>> BEGIN SOURCE EXCERPT

The UCR2 includes three types of data files: an incident file, which includes information pertaining to the incident (specific location, date, and offence details), a victim file, which includes the characteristics of the victim (including relationship to the accused and demographic information about the victim), and an accused file, which includes details about the accused person (such as demographic information and information relating to charges laid against an accused person). It is important to note that one incident can involve multiple offences, accused, and/or victims.
The confidential UCR2 files include all police-reported data for the years 2007–2011. We examine the 5-year file (2007–2011) to ensure adequate sample size to examine our research questions. In order to analyze the relationships of victims and accused, the analysis is limited to incidents with a single accused and a single victim. Due to the structure of the files and the way data are collected, the only way to be certain that the correct victim is linked to correct accused is to limit analyses to incidents with a single accused and a single victim. In addition, given the focus of our research, we limit our analysis to young people. Individuals may be charged in Canada as youth under the Youth Criminal Justice Act (YCJA), beginning at 12 years old and before the age of 18. In short, our analysis is focused on police-reported incidents involving accused persons 12–17 years old, where there is a single accused and a single victim.
Measures
This research examines the impact that the relationship between a victim and offender has on the likelihood of offenders being charged with a crime, while taking into account detailed characteristics of crimes, such as the type of crime, whether weapons were used during an incident as well as demographic characteristics of the crime’s location and of the offender and the victim. Table 1 presents descriptive statistics for all of the variables in the study. The measures used in this analysis include those collected by the police. While additional measures may be of interest for the analysis of victim–offender relationships in the decision to lay charges (such as race and ethnicity), these characteristics are not measured in the police survey.
Percentage Distribution of All Variables, Full Sample, and Stratified by Social Distance Between Accused and Victim.
Note. CMA = census metropolitan area; IP = Intimate Partner; NFLD = Newfoundland and Labrador; PEI = Prince Edward Island; NS = Nova Scotia; NB = New Brunswick.
The dependent variable for this analysis is whether or not police decide to lay charges against an accused young person. Once an incident is determined to have occurred, police may either lay charges (or recommend that charges be laid, as is the case in some provinces) or choose not to lay charges. When the decision is made not to lay charges, the incident is “cleared otherwise.” An incident cleared otherwise can mean that the police chose alternative means to judicial proceedings as specified in the YCJA. Police may choose to clear an incident by issuing an informal verbal warning, a written caution (often a letter to the youth and/or their parents), referring the young accused to a community program (such as a drug abuse program), or they could refer the youth to a formal diversionary program referred to as “extrajudicial sanctions”—programs specified under the YCJA. For this article, we use the dichotomous measure determining if charges were laid or if they were cleared otherwise.

>> END SOURCE EXCERPT
>> BEGIN DATA EXTRACT

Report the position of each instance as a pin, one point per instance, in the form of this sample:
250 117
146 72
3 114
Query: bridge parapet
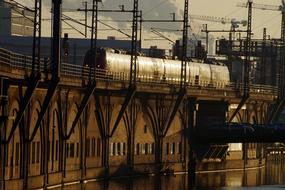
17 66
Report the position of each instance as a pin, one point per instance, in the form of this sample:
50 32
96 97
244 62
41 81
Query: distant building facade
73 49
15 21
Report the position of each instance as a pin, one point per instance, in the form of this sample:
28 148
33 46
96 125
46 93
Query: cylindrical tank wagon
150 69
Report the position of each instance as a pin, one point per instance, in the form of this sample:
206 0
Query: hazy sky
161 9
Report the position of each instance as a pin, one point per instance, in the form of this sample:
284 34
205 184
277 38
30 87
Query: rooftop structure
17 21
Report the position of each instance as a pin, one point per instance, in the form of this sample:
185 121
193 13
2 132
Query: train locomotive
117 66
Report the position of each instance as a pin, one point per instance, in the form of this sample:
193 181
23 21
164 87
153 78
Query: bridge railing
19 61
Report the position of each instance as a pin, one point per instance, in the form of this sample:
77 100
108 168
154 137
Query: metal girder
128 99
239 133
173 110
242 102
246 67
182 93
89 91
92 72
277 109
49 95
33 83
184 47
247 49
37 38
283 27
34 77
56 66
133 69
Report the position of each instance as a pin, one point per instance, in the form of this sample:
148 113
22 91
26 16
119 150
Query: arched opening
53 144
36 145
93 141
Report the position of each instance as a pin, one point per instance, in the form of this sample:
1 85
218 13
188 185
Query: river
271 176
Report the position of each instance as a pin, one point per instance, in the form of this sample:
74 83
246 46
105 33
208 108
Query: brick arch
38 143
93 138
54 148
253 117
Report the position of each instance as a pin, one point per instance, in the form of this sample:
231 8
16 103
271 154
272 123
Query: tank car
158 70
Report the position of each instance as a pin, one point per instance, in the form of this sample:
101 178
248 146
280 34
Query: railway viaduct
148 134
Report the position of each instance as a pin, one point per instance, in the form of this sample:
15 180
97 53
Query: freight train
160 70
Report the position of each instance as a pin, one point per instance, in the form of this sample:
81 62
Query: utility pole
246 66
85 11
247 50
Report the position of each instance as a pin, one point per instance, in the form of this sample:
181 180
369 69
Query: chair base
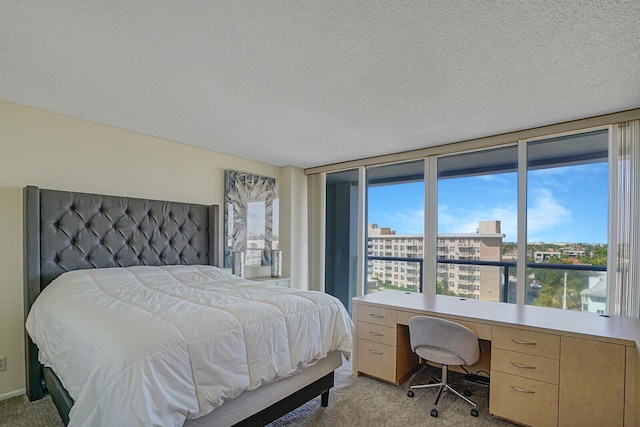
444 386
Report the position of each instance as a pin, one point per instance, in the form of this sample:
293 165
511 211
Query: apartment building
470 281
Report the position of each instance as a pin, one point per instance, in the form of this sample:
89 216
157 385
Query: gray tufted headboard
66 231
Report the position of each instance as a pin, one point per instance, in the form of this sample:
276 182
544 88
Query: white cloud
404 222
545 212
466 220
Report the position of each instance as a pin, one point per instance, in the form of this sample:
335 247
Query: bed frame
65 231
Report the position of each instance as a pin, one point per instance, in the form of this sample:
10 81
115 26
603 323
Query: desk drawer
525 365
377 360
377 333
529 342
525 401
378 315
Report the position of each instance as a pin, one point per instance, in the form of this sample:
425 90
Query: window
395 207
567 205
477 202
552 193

>> END DATA EXTRACT

TO-DO LIST:
a. In the excerpt on police charging of young people, what years do the confidential UCR2 files cover?
b. Continue the passage on police charging decisions for young people from the point where it stops.

ANSWERS PER TASK:
a. 2007–2011

b.
The purpose of this article is to explore the victim–offender relationship and the impact of this relationship on the laying of charges. The UCR2 collects some important characteristics of the victim–offender relationship: Whether the accused is known to the victim as a current intimate partner of the victim (reference category), a former or other intimate partner, an immediate or extended family member, a friend of the victim, a casual acquaintance, or a stranger to the victim. The UCR2 also includes detailed information about the legal factors related to the alleged crimes, which are included in this analysis. As mentioned above, an incident may include multiple offences. The most serious violent offence in the incident is measured for this analysis: common assault Level 1 (reference category), serious assaults including violations causing death or attempting the commission of a capital crime, sexual violations, other violations resulting from the deprivation of freedom—abduction and kidnapping, and other violations involving violence or the threat of violence. In addition, we account for whether property was stolen or not during the commission of the incident. We also consider whether a weapon was present in the commission of the incident, distinguishing between the mere presence of a weapon, the use of a weapon to enact physical force, and no known weapon (reference category). Finally, the level of injury, if any, to the victim is taken into account. Individuals with no injuries represent the reference category; for those with injuries, they are categorized as minor physical injury or major physical injury or death.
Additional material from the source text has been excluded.